▶ **Written problem 1**
Translate this sentence from the passage on historic cold winters into Spanish: "There was one winter so cold that the Tiber froze over, during the age of Rome's domination of the known world."
▶ **Written problem 2**
Report every line of the records below that contains the word "face". Only matches with the same letter case count.

▶ **Selection**

-=-=-

1/10/2013 – Snow fell in Jerusalem, and it was the stormiest winter in decades in the Middle East. Meanwhile, there were raging wildfires and haboobs (dust storms) in Australia and Tasmania.

thebesig

You also left out the event where they had to plow the road going into Glacier National Park, because there was snow/ice cover there that didn’t melt like what normally happened each year… and it threatened to delay the normal visiting period… or the time one of our ski slopes opened in July because the there was enough ice to ski during that time… in North America…

There are a lot more events than what we could put in the response sections of this blog… unfortunately, events that the media doesn’t show as much enthusiasm on reporting as they do a heat wave or drought event.

Some of these journalists shoot themselves in the foot… talking about how drought caused lake water loss have uncovered towns and graveyards on the now dry lake bed…

Hmmm… maybe that place was dry enough to build a settlement before the waters came flooding back… something else other than human industrial emissions have to be at play…

Ex-PH2

There was one winter so cold that the Tiber froze over, during the age of Rome’s domination of the known world.

And later on, toward the actual ‘end’ of the Empire, the Rhine froze. While the depleted Roman Army stood on one side and hordes of starving Gauls (barbarians) on the other and they stared at each other, finally, the desperate Gauls/Celts stampeded across the river, overwhelming the Roman centurions and troops. And that was one of the events that marked the ‘end’ of the Roman Empire… that, and the constant invasions and sackings of the city of Rome by Ostrogoths, Visigoths, Huns, and whoever else was out there.

-=-=-

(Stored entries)

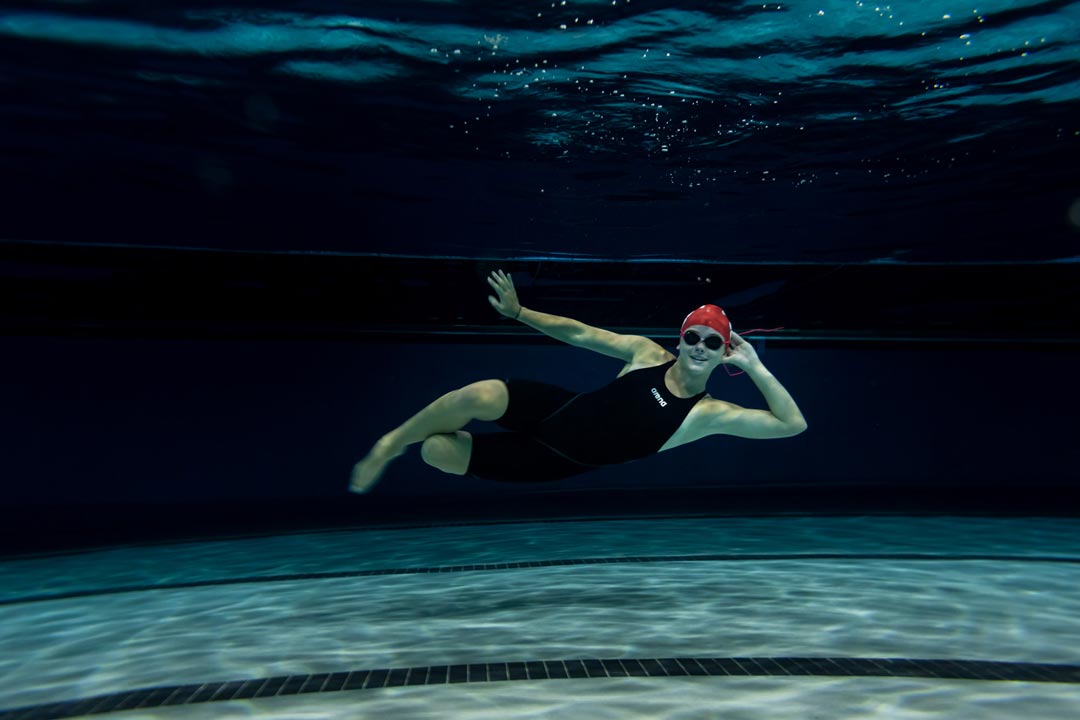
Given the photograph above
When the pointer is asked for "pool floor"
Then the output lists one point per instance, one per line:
(679, 617)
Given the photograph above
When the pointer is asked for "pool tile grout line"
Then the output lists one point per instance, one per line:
(486, 567)
(532, 670)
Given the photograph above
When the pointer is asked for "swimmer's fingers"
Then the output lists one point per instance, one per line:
(507, 302)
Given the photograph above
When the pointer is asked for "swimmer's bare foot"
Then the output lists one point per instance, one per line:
(367, 472)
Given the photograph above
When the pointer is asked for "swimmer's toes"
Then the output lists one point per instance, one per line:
(365, 474)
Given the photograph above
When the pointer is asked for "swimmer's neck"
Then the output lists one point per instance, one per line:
(685, 383)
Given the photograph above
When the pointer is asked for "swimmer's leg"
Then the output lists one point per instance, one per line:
(486, 399)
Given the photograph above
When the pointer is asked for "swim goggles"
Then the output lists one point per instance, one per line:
(713, 341)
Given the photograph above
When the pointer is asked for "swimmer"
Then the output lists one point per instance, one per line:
(658, 402)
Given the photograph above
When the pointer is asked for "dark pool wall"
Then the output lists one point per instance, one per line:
(119, 421)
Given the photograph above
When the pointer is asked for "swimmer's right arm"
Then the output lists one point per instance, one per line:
(567, 329)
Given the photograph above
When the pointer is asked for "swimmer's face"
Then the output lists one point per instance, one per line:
(701, 348)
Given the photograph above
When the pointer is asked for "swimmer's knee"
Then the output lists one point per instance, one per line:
(448, 452)
(487, 399)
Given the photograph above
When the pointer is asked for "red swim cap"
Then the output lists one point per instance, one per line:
(710, 316)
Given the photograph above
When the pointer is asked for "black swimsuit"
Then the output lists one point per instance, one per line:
(557, 433)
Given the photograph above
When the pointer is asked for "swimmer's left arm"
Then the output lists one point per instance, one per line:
(783, 418)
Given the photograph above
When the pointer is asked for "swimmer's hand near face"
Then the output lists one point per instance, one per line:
(503, 286)
(740, 353)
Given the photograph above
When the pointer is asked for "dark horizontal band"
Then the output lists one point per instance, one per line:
(436, 675)
(539, 564)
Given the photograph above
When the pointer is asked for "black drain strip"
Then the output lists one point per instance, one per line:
(437, 675)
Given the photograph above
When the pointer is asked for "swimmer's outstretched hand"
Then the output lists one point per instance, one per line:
(740, 353)
(503, 286)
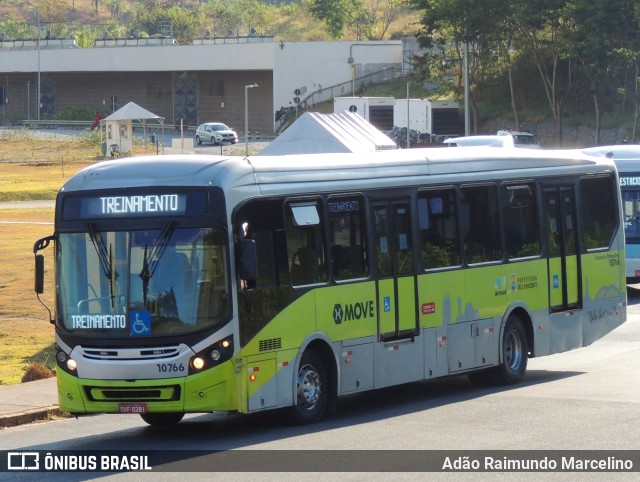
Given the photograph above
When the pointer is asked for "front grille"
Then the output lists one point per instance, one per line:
(270, 344)
(131, 353)
(168, 393)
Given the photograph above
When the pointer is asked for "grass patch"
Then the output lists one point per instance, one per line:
(29, 169)
(26, 336)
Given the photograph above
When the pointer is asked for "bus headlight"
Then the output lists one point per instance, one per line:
(212, 356)
(197, 363)
(66, 363)
(71, 365)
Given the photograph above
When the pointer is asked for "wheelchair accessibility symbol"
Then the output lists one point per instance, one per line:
(140, 323)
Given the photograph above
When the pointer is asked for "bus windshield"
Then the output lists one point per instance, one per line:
(631, 206)
(122, 284)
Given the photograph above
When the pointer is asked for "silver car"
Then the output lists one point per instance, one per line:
(215, 133)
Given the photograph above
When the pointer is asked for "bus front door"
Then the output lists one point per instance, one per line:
(396, 282)
(565, 291)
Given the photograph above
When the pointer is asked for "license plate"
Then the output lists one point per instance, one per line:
(132, 407)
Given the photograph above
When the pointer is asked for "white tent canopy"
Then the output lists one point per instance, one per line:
(132, 111)
(119, 127)
(317, 133)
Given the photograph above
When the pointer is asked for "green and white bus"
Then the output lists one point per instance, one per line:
(190, 284)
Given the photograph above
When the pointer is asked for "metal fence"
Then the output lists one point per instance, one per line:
(345, 89)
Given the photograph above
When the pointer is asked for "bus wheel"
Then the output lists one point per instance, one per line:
(312, 389)
(162, 419)
(514, 353)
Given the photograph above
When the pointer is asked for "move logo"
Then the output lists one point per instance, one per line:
(353, 311)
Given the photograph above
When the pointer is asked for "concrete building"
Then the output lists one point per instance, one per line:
(202, 82)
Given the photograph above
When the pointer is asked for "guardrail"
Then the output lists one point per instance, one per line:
(73, 124)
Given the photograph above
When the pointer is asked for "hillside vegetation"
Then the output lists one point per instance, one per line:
(185, 20)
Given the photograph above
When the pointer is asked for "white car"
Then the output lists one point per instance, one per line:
(521, 138)
(215, 133)
(477, 141)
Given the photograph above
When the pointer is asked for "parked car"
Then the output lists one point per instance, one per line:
(215, 133)
(521, 138)
(477, 141)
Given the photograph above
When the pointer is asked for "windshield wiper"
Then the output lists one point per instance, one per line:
(152, 256)
(106, 259)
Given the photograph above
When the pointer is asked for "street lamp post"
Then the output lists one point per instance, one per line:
(246, 117)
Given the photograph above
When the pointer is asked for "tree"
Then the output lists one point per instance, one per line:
(602, 29)
(545, 26)
(336, 14)
(448, 28)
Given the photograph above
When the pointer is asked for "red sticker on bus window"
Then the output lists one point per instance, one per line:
(428, 308)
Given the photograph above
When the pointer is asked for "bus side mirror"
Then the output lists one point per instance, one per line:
(39, 285)
(248, 260)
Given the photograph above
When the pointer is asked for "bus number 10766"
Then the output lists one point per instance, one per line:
(170, 367)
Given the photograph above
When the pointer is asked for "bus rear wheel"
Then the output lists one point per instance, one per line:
(514, 353)
(312, 389)
(163, 419)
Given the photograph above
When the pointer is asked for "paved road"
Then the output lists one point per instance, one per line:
(586, 399)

-=-=-

▶ **Correct output 1**
Hubo un invierno tan frío que el Tíber se congeló, durante la época de la dominación de Roma sobre el mundo conocido.

▶ **Correct output 2**
When the pointer is asked for "swimmer's face"
When the pointer is asked for "swimmer's hand near face"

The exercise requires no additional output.